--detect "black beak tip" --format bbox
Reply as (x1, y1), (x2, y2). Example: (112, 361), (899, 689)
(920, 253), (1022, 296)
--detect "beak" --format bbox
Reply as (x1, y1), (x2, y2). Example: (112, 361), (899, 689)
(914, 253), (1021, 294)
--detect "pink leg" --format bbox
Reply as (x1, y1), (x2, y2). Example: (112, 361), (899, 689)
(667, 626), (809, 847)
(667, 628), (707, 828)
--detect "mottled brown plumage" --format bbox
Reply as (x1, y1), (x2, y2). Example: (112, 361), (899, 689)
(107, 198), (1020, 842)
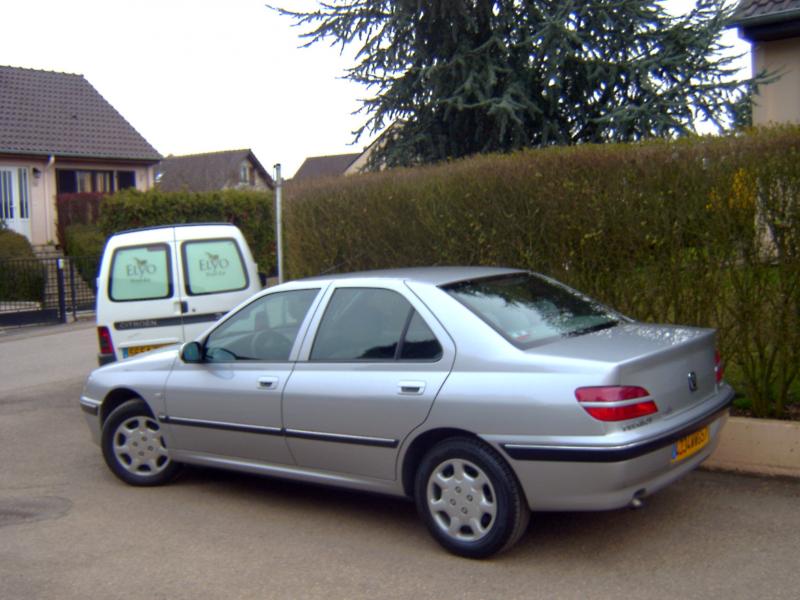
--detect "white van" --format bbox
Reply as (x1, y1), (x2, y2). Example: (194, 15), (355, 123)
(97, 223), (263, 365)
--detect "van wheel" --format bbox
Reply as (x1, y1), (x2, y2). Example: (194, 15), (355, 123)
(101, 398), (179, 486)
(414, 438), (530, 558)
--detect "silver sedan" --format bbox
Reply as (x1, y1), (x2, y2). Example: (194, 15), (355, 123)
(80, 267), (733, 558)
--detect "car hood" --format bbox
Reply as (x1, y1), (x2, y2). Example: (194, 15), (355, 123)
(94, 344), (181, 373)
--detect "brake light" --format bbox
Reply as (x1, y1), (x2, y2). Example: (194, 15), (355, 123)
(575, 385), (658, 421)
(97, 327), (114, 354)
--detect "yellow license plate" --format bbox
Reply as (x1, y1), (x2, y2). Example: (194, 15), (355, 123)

--

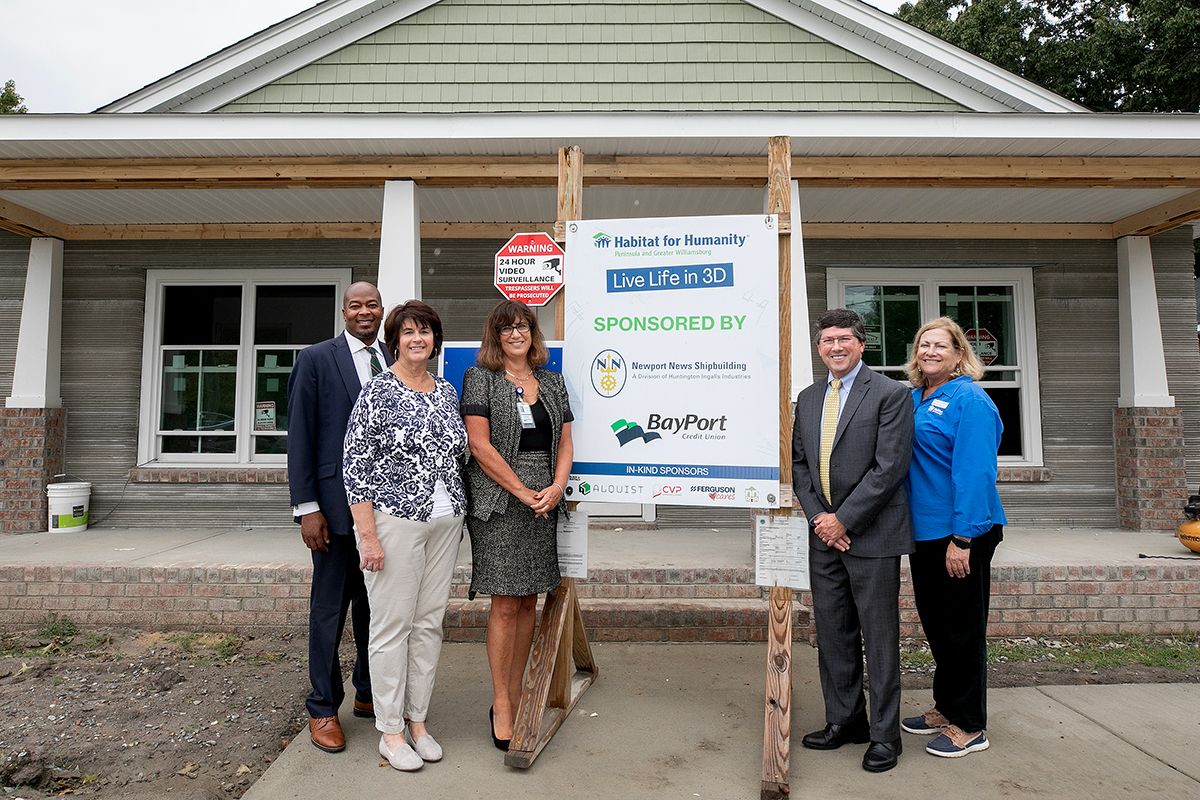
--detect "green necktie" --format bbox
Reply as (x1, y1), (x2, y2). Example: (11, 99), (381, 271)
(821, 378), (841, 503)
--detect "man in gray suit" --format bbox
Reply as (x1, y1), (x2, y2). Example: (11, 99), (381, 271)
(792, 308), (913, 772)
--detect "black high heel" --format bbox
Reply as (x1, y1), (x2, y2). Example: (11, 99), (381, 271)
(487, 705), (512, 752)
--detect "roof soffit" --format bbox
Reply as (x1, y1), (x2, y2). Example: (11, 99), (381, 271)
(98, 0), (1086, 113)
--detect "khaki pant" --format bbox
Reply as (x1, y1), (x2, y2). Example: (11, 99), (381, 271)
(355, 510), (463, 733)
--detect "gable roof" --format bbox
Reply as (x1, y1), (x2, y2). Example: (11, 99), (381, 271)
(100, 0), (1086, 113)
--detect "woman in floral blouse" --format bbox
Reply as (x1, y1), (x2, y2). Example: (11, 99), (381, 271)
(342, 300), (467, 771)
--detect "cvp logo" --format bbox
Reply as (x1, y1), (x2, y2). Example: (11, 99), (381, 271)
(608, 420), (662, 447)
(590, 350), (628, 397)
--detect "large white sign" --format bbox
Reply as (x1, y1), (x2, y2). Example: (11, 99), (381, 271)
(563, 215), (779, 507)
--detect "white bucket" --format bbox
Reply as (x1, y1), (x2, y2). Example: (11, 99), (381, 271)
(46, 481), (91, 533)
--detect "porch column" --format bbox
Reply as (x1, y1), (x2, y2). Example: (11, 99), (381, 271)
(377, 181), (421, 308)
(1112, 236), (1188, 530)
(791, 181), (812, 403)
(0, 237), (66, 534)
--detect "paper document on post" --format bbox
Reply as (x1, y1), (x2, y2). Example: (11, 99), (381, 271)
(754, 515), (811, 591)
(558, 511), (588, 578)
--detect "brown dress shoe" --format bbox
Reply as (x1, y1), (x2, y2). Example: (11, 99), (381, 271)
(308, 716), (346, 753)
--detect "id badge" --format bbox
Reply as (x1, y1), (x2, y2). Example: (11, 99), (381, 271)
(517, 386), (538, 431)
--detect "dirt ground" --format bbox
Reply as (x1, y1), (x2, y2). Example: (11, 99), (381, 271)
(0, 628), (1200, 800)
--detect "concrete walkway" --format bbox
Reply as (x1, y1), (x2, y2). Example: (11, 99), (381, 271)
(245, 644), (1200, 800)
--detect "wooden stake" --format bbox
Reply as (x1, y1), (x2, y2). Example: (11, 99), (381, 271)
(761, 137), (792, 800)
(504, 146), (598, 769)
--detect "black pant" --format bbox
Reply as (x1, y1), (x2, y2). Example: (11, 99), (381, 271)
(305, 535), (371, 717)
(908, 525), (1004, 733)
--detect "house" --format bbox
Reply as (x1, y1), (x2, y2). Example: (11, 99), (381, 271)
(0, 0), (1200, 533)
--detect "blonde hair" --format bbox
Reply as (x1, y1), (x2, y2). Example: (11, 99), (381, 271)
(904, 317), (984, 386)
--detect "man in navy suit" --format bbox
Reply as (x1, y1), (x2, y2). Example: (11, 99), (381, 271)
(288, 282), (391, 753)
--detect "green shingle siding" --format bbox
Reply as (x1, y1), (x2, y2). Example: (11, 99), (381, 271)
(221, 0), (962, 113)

◆ **Stated exercise**
Pick out every line of the records that contains the word "brown" and copy each one.

◆ **Answer to this exercise**
--detect "mottled brown plumage" --format bbox
--detect "brown dress shoe" --format bbox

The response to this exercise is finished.